### Task prompt
Transcribe the records in their entirety, exactly as given.
Recorded information section start
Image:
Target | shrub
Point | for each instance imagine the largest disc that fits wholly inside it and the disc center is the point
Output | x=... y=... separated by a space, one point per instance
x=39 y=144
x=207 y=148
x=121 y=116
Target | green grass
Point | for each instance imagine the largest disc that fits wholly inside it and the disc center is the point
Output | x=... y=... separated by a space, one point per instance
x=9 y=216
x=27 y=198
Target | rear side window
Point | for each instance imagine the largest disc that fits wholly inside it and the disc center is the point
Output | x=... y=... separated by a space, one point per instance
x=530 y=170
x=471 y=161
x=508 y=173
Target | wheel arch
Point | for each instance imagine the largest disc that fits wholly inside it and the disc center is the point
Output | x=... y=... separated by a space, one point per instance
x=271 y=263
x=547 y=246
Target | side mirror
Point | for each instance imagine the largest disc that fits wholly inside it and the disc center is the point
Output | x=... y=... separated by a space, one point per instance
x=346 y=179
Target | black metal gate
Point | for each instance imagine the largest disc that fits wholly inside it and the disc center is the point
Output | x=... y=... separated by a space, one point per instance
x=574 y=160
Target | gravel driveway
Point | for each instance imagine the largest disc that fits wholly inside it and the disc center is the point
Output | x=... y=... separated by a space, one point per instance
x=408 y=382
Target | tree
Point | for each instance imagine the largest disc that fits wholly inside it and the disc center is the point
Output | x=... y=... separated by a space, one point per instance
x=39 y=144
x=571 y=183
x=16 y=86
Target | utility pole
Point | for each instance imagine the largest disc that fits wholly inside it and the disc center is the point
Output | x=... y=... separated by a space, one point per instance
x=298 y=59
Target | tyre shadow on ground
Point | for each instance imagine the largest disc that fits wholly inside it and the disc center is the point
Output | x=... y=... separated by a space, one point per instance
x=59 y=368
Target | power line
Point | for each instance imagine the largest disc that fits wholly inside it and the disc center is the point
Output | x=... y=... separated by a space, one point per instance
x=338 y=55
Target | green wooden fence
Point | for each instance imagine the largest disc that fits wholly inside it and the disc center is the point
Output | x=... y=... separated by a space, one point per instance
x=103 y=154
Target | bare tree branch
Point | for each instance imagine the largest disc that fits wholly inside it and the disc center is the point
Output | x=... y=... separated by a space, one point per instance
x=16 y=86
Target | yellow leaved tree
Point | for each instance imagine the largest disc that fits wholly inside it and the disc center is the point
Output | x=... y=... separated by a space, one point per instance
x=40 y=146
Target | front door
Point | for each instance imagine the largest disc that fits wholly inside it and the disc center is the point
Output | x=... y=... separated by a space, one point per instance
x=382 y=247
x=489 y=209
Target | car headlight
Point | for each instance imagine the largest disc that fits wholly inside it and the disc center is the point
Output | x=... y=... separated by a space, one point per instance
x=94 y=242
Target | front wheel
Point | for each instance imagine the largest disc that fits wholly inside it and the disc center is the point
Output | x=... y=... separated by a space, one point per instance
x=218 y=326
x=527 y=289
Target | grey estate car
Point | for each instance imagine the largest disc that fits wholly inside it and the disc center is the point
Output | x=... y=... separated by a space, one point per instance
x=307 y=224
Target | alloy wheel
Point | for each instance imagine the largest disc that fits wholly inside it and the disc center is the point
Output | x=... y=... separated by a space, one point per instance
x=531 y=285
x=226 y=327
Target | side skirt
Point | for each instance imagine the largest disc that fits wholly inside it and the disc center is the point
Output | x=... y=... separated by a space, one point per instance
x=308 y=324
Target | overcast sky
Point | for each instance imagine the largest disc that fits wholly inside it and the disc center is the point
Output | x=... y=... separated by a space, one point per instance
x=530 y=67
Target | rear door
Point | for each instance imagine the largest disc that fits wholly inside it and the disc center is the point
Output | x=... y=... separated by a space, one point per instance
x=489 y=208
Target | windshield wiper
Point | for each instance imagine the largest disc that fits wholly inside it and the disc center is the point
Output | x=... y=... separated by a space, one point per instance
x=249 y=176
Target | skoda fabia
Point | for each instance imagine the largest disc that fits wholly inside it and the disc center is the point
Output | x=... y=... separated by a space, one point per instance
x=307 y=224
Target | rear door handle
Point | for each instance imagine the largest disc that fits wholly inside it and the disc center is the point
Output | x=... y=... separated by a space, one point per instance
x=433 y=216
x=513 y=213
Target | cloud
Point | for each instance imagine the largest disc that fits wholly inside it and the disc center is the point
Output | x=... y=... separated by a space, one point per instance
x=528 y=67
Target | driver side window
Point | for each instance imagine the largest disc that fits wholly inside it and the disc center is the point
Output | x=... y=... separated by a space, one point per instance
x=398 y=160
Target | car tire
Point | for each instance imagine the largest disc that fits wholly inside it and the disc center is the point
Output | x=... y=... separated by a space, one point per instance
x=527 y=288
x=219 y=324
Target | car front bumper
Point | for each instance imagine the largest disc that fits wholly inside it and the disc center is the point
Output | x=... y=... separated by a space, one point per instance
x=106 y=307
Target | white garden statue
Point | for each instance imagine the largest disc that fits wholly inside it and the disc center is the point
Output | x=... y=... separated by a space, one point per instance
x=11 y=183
Recorded information section end
### Problem solution
Image:
Target | shrub
Point | for each instance imagine the largest disc that fits wholly inside it and the disc center is the point
Output | x=... y=... separated by a space, one point per instance
x=39 y=144
x=207 y=148
x=121 y=116
Target | green grass
Point | for each instance imagine the largest disc that fits wholly inside it and the disc center is the point
Output | x=... y=... separated by a space, one point per instance
x=9 y=216
x=27 y=198
Target | rear side window
Point | for each instance imagine the largest disc that fits wholly inside it and the disc center is the point
Output | x=... y=... separated by a space, one point per instance
x=530 y=170
x=471 y=161
x=508 y=173
Target | wheel arch
Point | for each instance imagine the largest disc that fits wholly inside it and the disc center is the point
Output | x=... y=... separated by a space, one point per instance
x=271 y=263
x=547 y=246
Target | side mirror
Point | for each instance imagine the largest disc that fits wholly inside it and the disc center is the point
Output | x=... y=... separated by a space, one point per instance
x=346 y=179
Target | black metal gate
Point | for each instance imagine the largest disc that fits wholly inside it and the disc center is the point
Output | x=... y=... separated by a space, one point per instance
x=574 y=160
Target | gravel driveway
Point | for each instance imagine the largest disc that fits wholly inside it and the disc center is the point
Output | x=... y=... separated by a space, one point per instance
x=408 y=382
Target | tree
Point | for each instance imagine the largest disc that fits wholly inside it and the disc center is the point
Output | x=... y=... separated by a space, one point per instance
x=39 y=144
x=571 y=183
x=16 y=86
Target | utility pole
Point | for each instance imagine the largest disc that fits wholly inside it and the disc center is the point
Output | x=... y=... separated by a space, one point per instance
x=298 y=59
Target | tyre shadow on ground
Point | for each instance imagine the largest disc that fits wholly inside it and the disc center is the point
Output | x=... y=... separated by a space, one point per instance
x=59 y=368
Target | power line
Point | for each instance imagine the largest disc that fits wholly inside it and the disc center is the point
Output | x=... y=... separated by a space, one point per instance
x=338 y=55
Target | green wooden fence
Point | for each instance imagine the largest disc that fits wholly inside it and the disc center is the point
Output | x=... y=... separated by a space, one point per instance
x=103 y=154
Target | bare tree branch
Point | for each instance imagine the largest disc that fits wholly inside it and the disc center is the point
Output | x=... y=... separated by a space, one point per instance
x=16 y=86
Target | yellow leaved tree
Point | for each instance imagine the largest disc that fits wholly inside it and the disc center is the point
Output | x=... y=... separated by a space, one point per instance
x=40 y=146
Target | front door
Point | for each instance imagine the largest disc that fits wholly inside it and the disc center is the point
Output | x=... y=... separated by a space, one point per instance
x=382 y=247
x=489 y=209
Target | car headlight
Point | for each instance imagine the largest disc that fits wholly inside it and the disc center is the point
Output | x=... y=... separated by a space, one point per instance
x=94 y=242
Target | front wheel
Point | for each instance imagine the largest disc that fits wholly inside it and the disc center is the point
Output | x=... y=... separated by a space, one point per instance
x=218 y=326
x=527 y=289
Target | grey estate car
Point | for each instance imagine the largest disc that fits wholly inside it and the disc center is the point
Output | x=... y=... separated by a space, one point per instance
x=307 y=224
Target | alloy wheel
Point | for each instance imagine the largest disc that fits wholly inside it and the disc center is the point
Output | x=... y=... separated by a space, one point per instance
x=531 y=285
x=226 y=327
Target | side skirt
Point | for each instance imagine the largest disc that fits wholly inside it and the disc center is the point
Output | x=... y=... separated by a space, one point per instance
x=308 y=324
Target | overcast sky
Point | for each instance imagine the largest disc that fits wholly inside it and the disc center is the point
Output | x=... y=... separated by a space, one point per instance
x=530 y=67
Target | rear door
Point | for each instance imagine the largest disc that fits wholly inside it and the disc center is the point
Output | x=... y=... separated by a space, one point per instance
x=489 y=208
Target | windshield wiper
Point | for each instance imagine the largest disc that fits wholly inside it and the disc center is the point
Output | x=... y=... separated by a space, one point per instance
x=249 y=176
Target | skoda fabia
Point | for each instance imagine the largest disc that fits wholly inside it and the disc center is the point
Output | x=... y=... separated by a space, one point per instance
x=307 y=224
Target | rear door handle
Point | for each instance imagine the largest disc that fits wholly inside it and the disc center is the point
Output | x=... y=... separated by a space, one point per instance
x=433 y=216
x=513 y=213
Target | cloud
Point | for each instance imagine the largest disc that fits wholly inside it and the disc center is the point
Output | x=... y=... separated by a space, one point per instance
x=528 y=67
Target | driver side window
Point | for each instance imagine the largest disc that fits wholly inside it and the disc center is the point
Output | x=... y=... separated by a space, one point per instance
x=398 y=160
Target | car tire
Point | for each instance imagine the largest disc that fits wholly inside it and the disc center is the point
Output | x=... y=... separated by a space, one point per instance
x=527 y=288
x=219 y=324
Target | car front bumper
Point | for each instance imagine the largest disc that fits wholly inside it and the disc center is the point
Output | x=... y=... separated by a space, one point per instance
x=106 y=307
Target | white garden statue
Point | for each instance imagine the largest disc that fits wholly inside it and the disc center is the point
Output | x=... y=... separated by a space, one point per instance
x=11 y=183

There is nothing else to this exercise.